# EXTRACT TO READ:
————

DNA Identifies ‘Silver Spring Rapist’ Suspect
This article is from the archive of The New York Sun before the launch of its new website in 2022. The Sun has neither altered nor updated such articles but will seek to correct any errors, mis-categorizations or other problems introduced during transfer.

Using DNA evidence found on a pair of women’s underwear more than 30 years old, the Manhattan district attorney’s office identified a man suspected of more than 21 violent sexual assaults and burglaries in the suburbs surrounding Washington, D.C., and other areas, the D.A., Robert Morgenthau, said yesterday.
The alleged “Silver Spring Rapist,” Clarence Williams, 58, had been charged in the 1970s with two violent rapes in New York City. After a hung jury in his trial for the 1973 rape of a 25-year-old artist and actress at Chelsea, and a successful appeal of Queens conviction in a 1974 attempted rape and murder, Mr. Williams fled the New York area before prosecutors in Manhattan could bring another criminal case against him, Mr. Morgenthau said.
With warrants out for his arrest, Mr. Williams eluded law-enforcement officials until last year, when he was arrested after attempting to purchase a shotgun in Georgia’s DeKalb County. A background check disclosed the outstanding warrants, and Mr. Williams was arrested. He was extradited to New York in November.
His attorney, Michael Rubin, did not return calls yesterday.

————

# SUPPLIED MATERIAL:
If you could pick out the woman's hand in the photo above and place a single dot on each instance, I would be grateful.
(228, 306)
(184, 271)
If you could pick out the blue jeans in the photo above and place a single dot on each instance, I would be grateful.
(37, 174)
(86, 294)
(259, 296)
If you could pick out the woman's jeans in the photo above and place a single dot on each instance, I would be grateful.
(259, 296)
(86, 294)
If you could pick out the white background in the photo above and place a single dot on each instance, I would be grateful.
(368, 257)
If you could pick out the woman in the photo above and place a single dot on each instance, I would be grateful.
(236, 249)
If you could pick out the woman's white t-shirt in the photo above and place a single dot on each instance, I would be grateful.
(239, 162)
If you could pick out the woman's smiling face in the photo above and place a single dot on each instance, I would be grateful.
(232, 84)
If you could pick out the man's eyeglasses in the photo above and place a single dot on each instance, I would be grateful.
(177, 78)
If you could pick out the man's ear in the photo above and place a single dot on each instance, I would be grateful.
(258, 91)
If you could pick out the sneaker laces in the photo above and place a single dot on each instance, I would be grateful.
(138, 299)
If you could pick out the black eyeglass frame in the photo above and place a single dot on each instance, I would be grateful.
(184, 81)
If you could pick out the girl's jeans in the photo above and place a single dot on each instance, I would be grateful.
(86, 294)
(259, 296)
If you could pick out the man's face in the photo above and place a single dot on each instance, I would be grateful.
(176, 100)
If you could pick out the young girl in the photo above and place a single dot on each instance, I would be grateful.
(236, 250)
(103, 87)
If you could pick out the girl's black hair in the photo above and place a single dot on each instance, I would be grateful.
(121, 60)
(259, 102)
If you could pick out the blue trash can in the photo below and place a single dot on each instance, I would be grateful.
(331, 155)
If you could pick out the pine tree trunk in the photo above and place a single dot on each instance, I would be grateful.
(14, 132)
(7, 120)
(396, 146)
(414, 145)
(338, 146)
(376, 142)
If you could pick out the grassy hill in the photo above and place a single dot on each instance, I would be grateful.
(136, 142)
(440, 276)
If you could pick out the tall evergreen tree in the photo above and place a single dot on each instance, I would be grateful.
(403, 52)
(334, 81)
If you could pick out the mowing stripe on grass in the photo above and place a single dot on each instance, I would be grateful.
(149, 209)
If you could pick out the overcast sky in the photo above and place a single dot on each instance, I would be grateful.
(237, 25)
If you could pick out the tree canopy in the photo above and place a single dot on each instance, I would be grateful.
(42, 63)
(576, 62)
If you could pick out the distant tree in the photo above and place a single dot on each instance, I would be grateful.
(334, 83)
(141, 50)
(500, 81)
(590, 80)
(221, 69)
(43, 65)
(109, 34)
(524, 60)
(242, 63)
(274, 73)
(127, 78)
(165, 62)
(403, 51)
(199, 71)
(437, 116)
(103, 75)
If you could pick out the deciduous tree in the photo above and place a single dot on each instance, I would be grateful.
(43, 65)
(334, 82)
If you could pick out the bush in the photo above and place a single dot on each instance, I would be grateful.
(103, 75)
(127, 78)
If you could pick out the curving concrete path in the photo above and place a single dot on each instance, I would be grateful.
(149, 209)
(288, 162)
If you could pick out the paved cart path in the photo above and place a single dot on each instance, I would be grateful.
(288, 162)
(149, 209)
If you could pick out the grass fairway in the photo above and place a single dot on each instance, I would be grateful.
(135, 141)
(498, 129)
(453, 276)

————

# EXERCISE DESCRIPTION:
Could you transcribe the part of the DNA suspect article between "Using DNA evidence" and "Morgenthau, said yesterday.", inclusive?

# ANSWER SECTION:
Using DNA evidence found on a pair of women’s underwear more than 30 years old, the Manhattan district attorney’s office identified a man suspected of more than 21 violent sexual assaults and burglaries in the suburbs surrounding Washington, D.C., and other areas, the D.A., Robert Morgenthau, said yesterday.